GIVEN DATA:
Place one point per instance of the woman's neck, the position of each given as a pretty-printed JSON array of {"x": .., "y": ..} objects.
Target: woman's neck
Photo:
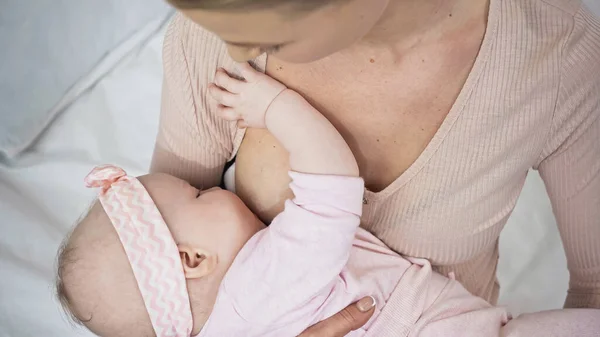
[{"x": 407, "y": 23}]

* * *

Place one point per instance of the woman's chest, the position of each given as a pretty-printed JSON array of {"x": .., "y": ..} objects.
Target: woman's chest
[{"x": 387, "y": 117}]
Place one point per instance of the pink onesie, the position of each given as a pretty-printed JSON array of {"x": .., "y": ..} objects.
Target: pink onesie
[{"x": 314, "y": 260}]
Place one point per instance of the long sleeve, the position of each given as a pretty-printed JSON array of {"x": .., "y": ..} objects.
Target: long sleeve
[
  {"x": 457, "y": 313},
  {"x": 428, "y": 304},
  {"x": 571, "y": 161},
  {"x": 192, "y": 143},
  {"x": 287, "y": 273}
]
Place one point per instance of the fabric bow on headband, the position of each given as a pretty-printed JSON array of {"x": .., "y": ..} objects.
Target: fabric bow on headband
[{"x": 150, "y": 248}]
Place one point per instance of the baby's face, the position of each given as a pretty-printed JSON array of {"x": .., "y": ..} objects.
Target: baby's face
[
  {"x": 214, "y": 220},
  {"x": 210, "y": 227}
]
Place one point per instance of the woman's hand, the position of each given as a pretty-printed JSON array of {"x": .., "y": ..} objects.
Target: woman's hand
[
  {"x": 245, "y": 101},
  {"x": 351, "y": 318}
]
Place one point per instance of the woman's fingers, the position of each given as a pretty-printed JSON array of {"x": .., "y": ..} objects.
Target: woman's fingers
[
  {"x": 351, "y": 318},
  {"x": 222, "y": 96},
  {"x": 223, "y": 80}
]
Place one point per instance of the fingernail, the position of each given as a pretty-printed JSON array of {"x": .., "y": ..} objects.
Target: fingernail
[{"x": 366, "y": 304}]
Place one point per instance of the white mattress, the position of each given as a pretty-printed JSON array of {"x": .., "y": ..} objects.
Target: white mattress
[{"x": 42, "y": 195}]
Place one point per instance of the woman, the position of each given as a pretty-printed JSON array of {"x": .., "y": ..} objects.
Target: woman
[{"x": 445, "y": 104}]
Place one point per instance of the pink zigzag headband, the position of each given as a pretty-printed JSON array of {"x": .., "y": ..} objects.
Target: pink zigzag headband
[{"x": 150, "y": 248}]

TRY IT: Given the word "neck", show every line of the records that contains it.

FINAL ANSWER:
Place one point per instance of the woman's neck, the position of each given as a pretty-printed JSON array of {"x": .., "y": ..} objects.
Target: woman's neck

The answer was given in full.